--- Begin ---

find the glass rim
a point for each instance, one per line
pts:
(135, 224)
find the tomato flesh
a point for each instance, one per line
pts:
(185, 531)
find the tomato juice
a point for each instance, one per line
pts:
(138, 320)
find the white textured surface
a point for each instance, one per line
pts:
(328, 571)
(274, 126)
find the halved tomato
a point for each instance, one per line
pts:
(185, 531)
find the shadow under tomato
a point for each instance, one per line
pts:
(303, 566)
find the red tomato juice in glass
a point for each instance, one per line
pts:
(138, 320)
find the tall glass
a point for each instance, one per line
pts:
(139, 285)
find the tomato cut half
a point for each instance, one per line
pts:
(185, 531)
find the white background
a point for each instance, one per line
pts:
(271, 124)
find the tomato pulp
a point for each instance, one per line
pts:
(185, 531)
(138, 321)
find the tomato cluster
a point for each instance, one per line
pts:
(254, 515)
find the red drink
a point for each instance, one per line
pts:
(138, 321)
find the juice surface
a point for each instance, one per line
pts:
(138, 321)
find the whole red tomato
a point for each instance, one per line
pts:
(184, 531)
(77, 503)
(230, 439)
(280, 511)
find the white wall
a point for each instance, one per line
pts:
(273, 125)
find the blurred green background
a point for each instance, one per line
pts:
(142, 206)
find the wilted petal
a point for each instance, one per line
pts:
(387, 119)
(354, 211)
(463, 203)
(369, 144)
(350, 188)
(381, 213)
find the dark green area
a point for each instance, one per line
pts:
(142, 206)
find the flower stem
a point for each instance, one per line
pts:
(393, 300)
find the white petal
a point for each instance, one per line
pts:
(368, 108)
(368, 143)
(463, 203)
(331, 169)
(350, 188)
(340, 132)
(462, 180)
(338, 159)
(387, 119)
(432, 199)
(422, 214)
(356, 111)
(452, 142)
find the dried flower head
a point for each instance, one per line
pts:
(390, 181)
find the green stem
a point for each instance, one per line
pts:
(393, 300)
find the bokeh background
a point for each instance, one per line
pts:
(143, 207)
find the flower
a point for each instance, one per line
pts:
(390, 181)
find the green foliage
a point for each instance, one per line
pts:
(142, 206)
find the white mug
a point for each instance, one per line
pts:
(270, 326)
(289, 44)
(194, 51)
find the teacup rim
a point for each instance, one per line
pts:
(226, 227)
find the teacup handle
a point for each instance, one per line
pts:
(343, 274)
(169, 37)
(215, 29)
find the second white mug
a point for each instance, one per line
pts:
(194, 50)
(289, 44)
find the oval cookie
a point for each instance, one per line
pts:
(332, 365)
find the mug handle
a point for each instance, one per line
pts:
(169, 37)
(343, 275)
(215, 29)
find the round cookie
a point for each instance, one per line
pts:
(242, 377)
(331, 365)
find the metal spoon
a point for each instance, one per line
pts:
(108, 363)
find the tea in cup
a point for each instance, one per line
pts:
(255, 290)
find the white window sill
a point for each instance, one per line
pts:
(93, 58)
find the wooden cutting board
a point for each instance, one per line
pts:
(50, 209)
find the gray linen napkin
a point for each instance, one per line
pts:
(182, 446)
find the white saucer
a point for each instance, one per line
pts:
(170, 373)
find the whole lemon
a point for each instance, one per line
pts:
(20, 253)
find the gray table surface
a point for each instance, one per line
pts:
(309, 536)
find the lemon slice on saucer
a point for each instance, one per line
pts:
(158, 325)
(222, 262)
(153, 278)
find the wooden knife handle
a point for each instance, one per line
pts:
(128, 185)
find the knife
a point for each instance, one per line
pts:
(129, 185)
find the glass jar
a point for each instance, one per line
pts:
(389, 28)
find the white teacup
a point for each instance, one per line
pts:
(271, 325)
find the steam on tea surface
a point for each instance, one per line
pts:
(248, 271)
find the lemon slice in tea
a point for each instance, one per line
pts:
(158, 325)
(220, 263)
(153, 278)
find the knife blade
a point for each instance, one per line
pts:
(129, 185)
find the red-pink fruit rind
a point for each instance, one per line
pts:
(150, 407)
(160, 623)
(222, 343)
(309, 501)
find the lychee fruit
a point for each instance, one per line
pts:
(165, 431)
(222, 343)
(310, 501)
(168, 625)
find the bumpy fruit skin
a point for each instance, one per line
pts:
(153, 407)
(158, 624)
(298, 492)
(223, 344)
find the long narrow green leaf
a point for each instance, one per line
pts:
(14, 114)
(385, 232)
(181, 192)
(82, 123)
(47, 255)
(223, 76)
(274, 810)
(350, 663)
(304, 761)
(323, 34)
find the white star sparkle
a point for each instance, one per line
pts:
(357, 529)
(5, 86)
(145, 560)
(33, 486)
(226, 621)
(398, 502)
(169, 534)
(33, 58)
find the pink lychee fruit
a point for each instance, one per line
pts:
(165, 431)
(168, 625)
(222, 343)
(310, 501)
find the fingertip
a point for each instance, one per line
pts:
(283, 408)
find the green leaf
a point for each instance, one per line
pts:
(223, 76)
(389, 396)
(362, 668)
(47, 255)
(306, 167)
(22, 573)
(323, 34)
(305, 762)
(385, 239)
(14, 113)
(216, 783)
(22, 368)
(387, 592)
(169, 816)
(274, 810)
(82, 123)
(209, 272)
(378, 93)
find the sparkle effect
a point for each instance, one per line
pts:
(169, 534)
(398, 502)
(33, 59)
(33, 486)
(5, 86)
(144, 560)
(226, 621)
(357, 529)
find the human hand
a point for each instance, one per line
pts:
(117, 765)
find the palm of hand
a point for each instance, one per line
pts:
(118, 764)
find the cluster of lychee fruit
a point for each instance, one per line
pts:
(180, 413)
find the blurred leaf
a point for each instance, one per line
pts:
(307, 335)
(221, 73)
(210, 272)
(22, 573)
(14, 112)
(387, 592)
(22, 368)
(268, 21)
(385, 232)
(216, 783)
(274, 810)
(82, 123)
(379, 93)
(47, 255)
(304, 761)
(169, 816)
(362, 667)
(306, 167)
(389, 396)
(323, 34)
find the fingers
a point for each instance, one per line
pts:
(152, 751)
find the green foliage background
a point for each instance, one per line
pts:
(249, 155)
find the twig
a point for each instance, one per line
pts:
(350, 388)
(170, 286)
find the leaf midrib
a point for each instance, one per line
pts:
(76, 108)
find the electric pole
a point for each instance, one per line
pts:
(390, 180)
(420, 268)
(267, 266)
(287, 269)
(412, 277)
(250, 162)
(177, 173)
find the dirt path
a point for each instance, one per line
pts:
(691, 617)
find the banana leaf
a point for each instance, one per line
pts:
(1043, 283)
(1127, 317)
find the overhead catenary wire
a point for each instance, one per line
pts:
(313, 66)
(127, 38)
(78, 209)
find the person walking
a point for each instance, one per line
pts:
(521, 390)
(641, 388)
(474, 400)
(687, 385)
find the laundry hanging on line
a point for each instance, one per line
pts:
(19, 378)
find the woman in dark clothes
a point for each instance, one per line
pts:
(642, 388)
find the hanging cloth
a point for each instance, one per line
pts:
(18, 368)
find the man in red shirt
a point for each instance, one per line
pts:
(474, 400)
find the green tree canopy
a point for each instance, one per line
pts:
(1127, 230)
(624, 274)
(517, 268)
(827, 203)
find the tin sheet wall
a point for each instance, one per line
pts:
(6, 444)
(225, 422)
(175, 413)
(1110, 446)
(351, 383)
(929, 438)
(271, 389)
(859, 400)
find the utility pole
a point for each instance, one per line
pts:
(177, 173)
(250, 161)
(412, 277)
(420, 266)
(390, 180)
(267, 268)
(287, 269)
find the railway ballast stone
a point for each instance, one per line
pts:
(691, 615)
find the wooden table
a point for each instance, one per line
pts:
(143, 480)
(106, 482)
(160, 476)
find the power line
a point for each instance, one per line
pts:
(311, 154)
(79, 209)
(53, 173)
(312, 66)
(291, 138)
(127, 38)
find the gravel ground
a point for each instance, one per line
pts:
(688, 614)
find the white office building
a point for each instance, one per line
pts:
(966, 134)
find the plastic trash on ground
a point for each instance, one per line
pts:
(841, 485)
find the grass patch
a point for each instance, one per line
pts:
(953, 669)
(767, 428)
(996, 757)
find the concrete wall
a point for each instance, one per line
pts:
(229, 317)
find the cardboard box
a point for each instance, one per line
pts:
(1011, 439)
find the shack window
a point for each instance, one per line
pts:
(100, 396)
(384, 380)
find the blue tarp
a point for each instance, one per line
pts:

--- End ---

Requirement
Render the part of the material above that opens with the line containing "find the leaf midrib" and closes with the line containing "(1011, 439)", both of those lines included, as a JSON list of strings with one string per line. Leave out blank lines.

Expected answer
[
  "find the leaf midrib",
  "a point for each instance, one per line",
  "pts:",
  "(76, 108)",
  "find the electric pole",
  "a point for each instance, one per line",
  "pts:",
  "(390, 180)",
  "(420, 268)",
  "(267, 266)",
  "(287, 269)",
  "(412, 277)",
  "(250, 162)",
  "(177, 173)",
  "find the dirt path",
  "a point for each instance, one per line",
  "pts:",
  "(691, 617)",
  "find the banana leaf",
  "a point for each instance, one per line",
  "pts:",
  "(1043, 283)",
  "(1127, 317)",
  "find the overhead catenary wire",
  "a point for each instance, one per line",
  "pts:",
  "(313, 66)",
  "(127, 38)",
  "(78, 209)",
  "find the person walking",
  "a point for each instance, one per line",
  "pts:",
  "(521, 390)",
  "(641, 388)",
  "(474, 400)",
  "(687, 385)",
  "find the laundry hanging on line",
  "a point for each instance, one per line",
  "pts:",
  "(19, 378)",
  "find the woman in dark clothes",
  "a point for each instance, one per line",
  "pts:",
  "(642, 388)",
  "find the hanging cloth",
  "a point for each instance, one per line",
  "pts:",
  "(18, 368)",
  "find the man in red shirt",
  "a point for each instance, one per line",
  "pts:",
  "(474, 400)",
  "find the green tree canopy",
  "a point for each instance, one per line",
  "pts:",
  "(1127, 230)",
  "(624, 274)",
  "(517, 268)",
  "(827, 203)",
  "find the tin sheet wall",
  "a point for each instance, one per line",
  "pts:",
  "(6, 444)",
  "(225, 422)",
  "(175, 413)",
  "(1110, 446)",
  "(351, 383)",
  "(929, 438)",
  "(271, 389)",
  "(859, 400)",
  "find the utility pole",
  "a point for each instance, one per line",
  "pts:",
  "(177, 173)",
  "(250, 161)",
  "(412, 277)",
  "(420, 266)",
  "(390, 180)",
  "(267, 268)",
  "(287, 269)",
  "find the railway ballast stone",
  "a point for each instance, one per line",
  "pts:",
  "(691, 615)",
  "find the wooden table",
  "a point for each instance, one per line",
  "pts:",
  "(143, 480)",
  "(106, 482)",
  "(160, 476)",
  "find the power line",
  "a point for each instance, one per line",
  "pts:",
  "(311, 154)",
  "(79, 209)",
  "(53, 173)",
  "(312, 66)",
  "(291, 138)",
  "(127, 38)",
  "find the gravel ground",
  "a point for each instance, one per line",
  "pts:",
  "(688, 614)",
  "find the white office building",
  "a point for each instance, one per line",
  "pts:",
  "(966, 134)",
  "find the plastic trash on ground",
  "a point for each instance, one per line",
  "pts:",
  "(841, 485)",
  "find the grass patch",
  "a point for each instance, one per line",
  "pts:",
  "(953, 669)",
  "(767, 428)",
  "(996, 757)",
  "find the concrete wall",
  "a point for each instance, one per line",
  "pts:",
  "(229, 317)",
  "find the cardboard box",
  "a point for each instance, one per line",
  "pts:",
  "(1011, 439)"
]